== INPUT RECORDS ==
"""
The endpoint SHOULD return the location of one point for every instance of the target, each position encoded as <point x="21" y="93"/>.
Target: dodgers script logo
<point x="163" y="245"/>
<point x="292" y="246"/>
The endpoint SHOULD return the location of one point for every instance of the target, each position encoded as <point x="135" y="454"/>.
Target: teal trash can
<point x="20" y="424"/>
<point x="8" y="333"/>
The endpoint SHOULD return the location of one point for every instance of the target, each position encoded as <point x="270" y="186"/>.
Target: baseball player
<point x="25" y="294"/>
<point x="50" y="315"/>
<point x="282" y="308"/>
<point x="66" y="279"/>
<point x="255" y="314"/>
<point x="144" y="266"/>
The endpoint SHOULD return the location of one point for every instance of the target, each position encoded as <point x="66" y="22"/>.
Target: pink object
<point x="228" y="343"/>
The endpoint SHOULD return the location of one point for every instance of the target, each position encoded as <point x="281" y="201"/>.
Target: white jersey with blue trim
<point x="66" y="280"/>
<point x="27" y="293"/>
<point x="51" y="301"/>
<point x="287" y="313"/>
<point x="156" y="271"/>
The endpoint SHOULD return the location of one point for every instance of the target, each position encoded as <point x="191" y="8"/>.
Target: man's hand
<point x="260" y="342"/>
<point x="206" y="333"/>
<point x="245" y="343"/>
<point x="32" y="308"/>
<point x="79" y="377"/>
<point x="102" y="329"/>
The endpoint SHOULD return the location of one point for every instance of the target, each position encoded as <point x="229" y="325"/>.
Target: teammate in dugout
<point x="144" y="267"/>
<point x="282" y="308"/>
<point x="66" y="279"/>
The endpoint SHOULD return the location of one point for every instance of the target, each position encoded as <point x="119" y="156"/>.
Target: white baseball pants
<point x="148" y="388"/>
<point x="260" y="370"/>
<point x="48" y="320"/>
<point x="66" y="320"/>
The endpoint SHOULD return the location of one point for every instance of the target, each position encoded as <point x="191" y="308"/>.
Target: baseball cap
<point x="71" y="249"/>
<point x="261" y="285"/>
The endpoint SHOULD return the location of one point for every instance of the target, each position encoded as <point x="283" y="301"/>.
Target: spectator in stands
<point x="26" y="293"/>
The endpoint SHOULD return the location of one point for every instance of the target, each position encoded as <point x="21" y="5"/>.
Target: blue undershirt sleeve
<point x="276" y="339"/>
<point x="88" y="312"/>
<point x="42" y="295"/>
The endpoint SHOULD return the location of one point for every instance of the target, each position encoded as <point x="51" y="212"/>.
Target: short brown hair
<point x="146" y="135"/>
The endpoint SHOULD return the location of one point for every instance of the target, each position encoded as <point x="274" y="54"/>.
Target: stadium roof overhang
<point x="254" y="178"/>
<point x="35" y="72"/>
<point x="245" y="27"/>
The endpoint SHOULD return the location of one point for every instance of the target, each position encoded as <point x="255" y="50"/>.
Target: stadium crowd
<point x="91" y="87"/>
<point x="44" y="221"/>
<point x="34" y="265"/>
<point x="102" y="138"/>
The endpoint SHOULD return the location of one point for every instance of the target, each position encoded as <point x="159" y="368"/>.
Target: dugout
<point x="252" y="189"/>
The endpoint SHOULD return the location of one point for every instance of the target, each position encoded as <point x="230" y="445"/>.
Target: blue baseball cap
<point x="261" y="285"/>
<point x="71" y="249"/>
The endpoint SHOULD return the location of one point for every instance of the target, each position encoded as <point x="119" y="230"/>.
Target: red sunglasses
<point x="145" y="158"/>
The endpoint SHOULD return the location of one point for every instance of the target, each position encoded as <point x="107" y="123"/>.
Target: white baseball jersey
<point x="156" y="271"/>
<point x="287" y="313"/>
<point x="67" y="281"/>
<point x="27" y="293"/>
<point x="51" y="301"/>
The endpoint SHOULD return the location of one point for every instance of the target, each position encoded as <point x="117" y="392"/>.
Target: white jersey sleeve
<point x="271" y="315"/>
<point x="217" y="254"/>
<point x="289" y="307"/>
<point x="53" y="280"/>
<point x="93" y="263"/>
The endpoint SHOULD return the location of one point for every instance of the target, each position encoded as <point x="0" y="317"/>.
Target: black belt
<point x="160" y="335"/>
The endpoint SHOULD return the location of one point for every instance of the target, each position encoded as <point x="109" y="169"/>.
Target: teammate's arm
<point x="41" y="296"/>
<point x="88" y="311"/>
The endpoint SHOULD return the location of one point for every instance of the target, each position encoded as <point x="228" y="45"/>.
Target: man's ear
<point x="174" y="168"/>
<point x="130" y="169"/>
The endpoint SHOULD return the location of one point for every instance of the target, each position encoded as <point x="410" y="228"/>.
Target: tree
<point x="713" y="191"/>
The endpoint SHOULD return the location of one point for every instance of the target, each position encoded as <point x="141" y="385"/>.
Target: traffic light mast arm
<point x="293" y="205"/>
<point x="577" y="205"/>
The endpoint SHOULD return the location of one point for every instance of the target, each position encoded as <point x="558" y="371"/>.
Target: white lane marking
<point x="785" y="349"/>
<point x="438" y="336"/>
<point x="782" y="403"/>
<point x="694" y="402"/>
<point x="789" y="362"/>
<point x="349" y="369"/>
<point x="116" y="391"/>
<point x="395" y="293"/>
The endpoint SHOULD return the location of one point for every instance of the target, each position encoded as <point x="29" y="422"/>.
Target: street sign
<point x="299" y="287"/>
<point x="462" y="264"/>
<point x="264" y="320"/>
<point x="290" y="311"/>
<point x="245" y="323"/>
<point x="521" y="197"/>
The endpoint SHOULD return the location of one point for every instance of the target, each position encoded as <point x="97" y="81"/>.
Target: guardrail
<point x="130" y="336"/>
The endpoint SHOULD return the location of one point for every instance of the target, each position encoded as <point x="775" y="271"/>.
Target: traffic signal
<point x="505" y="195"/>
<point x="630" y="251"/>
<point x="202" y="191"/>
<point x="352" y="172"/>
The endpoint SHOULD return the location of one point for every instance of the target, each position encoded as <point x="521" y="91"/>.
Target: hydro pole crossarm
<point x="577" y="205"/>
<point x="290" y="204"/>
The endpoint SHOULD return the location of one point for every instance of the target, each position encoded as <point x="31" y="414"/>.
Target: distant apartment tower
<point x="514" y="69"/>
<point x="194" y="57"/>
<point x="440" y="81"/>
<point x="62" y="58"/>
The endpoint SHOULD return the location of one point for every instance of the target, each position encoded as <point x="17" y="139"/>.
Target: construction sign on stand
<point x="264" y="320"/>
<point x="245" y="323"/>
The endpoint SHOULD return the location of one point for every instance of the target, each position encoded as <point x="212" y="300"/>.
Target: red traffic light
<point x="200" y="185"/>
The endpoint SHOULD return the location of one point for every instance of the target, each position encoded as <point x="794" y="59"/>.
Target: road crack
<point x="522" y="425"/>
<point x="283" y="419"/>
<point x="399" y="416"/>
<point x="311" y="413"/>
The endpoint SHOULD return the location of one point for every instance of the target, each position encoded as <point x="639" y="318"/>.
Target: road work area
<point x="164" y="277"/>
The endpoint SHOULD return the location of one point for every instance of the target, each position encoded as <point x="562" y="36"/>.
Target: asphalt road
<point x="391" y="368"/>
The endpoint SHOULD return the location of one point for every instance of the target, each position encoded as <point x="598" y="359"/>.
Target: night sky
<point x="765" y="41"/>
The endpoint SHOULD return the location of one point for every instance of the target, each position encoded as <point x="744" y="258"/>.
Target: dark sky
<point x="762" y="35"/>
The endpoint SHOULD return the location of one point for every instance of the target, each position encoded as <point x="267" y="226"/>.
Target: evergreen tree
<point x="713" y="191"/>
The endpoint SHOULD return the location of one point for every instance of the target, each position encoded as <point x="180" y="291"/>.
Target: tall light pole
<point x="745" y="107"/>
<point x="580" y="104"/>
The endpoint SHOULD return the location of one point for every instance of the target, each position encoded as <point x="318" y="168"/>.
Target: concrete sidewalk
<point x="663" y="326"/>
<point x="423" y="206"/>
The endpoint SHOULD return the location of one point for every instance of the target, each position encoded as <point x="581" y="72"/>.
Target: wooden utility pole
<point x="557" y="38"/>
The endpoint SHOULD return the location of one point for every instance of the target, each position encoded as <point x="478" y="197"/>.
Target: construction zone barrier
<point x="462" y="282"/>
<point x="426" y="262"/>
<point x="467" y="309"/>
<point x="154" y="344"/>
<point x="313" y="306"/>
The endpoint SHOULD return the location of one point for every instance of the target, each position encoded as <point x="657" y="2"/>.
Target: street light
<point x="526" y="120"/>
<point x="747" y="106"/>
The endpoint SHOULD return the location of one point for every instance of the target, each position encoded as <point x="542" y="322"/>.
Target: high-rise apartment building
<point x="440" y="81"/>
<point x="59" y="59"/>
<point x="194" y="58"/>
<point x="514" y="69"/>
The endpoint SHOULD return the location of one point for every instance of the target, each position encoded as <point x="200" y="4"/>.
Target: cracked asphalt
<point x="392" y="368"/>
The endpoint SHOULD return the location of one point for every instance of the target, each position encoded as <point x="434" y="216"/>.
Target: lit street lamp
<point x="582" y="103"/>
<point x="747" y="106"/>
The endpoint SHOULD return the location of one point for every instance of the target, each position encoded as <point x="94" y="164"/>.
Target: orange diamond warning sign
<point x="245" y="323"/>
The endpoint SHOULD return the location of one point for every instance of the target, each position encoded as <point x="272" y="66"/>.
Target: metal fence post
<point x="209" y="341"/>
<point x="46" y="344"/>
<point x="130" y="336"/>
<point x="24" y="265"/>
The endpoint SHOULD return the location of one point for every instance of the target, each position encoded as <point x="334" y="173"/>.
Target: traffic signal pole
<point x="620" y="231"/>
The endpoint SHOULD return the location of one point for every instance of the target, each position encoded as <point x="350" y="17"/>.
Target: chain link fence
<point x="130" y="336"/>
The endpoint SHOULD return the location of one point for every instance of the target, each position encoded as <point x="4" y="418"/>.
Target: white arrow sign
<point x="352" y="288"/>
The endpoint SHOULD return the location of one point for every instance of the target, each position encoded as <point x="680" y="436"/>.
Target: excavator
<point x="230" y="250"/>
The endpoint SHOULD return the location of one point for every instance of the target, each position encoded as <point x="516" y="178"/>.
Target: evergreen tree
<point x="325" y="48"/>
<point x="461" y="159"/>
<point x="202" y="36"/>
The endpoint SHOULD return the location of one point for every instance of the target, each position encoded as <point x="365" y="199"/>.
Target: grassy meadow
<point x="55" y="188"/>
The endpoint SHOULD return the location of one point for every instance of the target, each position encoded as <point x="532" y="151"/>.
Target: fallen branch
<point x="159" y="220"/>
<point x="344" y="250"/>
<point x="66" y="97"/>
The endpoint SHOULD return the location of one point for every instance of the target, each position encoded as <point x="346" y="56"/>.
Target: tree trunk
"""
== DIRECTIONS ==
Report how many lines in the listing contain the word "white", counting only matches with the same capitalization. Give the number alone.

== COMPLETE ANSWER ==
6